(DATA SUPPLIED Opens)

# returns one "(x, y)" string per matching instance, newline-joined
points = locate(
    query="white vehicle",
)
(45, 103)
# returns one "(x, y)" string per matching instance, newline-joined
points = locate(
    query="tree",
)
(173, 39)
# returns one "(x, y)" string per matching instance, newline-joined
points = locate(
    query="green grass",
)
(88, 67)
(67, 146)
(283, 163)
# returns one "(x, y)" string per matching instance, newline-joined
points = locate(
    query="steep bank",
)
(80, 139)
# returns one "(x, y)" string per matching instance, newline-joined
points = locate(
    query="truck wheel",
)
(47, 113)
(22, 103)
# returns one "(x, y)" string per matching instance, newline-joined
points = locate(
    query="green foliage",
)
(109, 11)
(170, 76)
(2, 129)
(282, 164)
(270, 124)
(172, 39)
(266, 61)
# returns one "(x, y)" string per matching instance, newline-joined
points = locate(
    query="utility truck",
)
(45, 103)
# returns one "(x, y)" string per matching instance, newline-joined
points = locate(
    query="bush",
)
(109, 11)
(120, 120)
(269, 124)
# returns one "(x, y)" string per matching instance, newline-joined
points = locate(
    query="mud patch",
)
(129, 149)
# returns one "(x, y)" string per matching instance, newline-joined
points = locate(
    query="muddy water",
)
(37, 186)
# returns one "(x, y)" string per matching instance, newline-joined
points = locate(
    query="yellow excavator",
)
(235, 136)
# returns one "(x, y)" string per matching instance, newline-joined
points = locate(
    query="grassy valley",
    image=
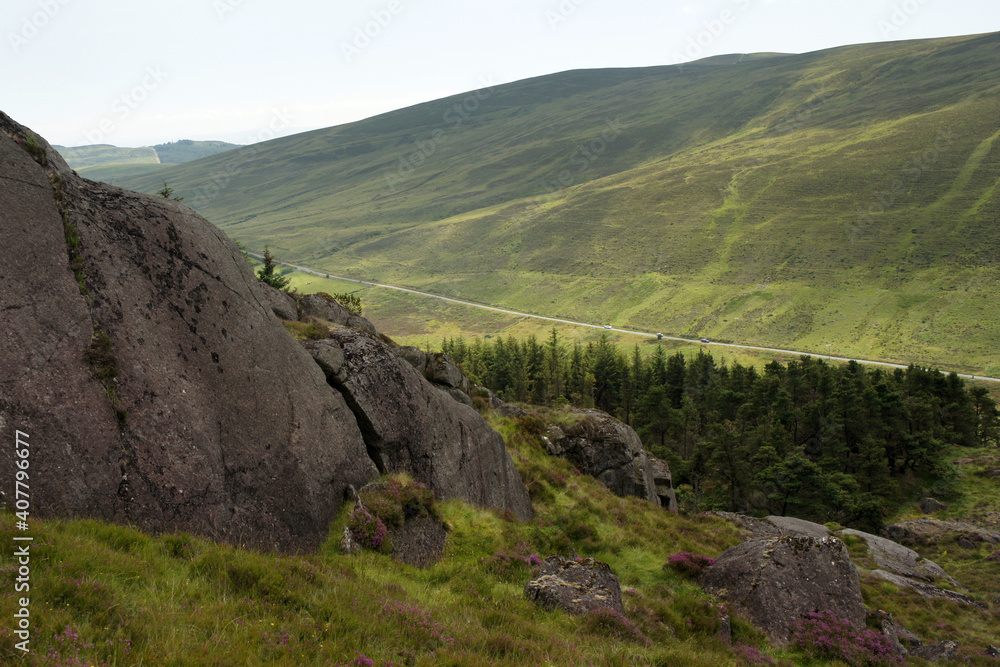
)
(111, 164)
(845, 198)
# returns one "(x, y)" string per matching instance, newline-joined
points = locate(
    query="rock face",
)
(144, 362)
(775, 582)
(409, 425)
(928, 591)
(440, 371)
(576, 586)
(609, 450)
(931, 531)
(901, 560)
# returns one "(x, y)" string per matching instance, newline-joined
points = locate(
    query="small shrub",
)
(516, 565)
(823, 635)
(368, 529)
(748, 655)
(610, 623)
(688, 564)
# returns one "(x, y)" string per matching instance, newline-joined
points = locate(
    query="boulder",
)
(325, 307)
(575, 585)
(409, 425)
(932, 531)
(607, 449)
(441, 370)
(775, 582)
(928, 591)
(281, 303)
(940, 651)
(168, 395)
(789, 525)
(330, 358)
(930, 505)
(896, 558)
(754, 528)
(663, 482)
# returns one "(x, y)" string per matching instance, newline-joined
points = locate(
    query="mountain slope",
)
(841, 200)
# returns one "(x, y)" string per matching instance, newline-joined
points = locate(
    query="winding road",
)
(868, 362)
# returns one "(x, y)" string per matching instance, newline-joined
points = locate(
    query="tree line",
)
(822, 441)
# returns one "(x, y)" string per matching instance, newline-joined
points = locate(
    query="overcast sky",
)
(135, 72)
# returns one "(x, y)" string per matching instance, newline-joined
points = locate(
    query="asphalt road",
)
(868, 362)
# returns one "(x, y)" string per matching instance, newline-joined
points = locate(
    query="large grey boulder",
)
(928, 591)
(609, 450)
(168, 396)
(409, 425)
(900, 560)
(932, 531)
(575, 586)
(775, 582)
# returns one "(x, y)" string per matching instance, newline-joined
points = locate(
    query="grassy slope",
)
(112, 164)
(109, 595)
(730, 201)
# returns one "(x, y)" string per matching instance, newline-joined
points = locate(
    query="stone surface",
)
(755, 528)
(576, 586)
(775, 582)
(607, 449)
(281, 303)
(896, 558)
(223, 425)
(325, 307)
(928, 591)
(664, 483)
(930, 505)
(932, 531)
(410, 425)
(330, 358)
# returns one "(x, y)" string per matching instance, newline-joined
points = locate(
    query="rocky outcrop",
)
(409, 425)
(932, 531)
(609, 450)
(325, 307)
(440, 371)
(900, 560)
(663, 482)
(144, 362)
(575, 586)
(775, 582)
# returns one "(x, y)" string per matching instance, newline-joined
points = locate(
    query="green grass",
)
(726, 181)
(104, 594)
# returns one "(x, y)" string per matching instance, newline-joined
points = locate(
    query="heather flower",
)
(611, 623)
(368, 529)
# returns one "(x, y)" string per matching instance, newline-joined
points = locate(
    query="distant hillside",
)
(103, 162)
(842, 201)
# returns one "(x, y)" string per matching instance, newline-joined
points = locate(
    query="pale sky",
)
(140, 72)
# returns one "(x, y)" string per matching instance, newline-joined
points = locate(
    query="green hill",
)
(111, 164)
(843, 200)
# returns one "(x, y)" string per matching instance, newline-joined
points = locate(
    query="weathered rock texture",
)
(932, 531)
(609, 450)
(167, 394)
(409, 425)
(900, 560)
(775, 582)
(928, 591)
(576, 586)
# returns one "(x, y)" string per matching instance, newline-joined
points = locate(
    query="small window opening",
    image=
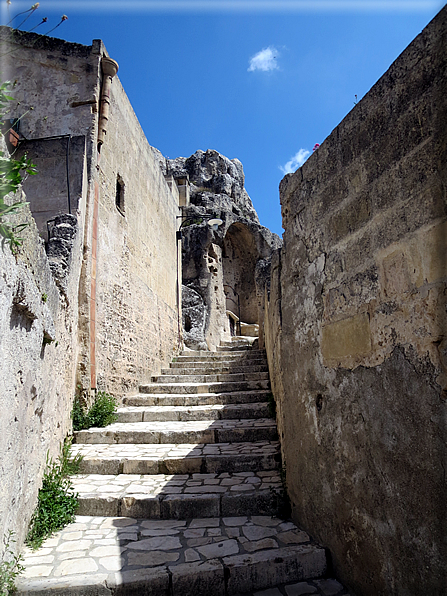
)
(119, 196)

(DATA SUPPLIED Closes)

▸ **WHAT TO PRODUCE**
Check each line of the entries above for the word "slope". List the ones that have it.

▸ **YOUR SOLUTION**
    query="mountain slope",
    query="grassy slope",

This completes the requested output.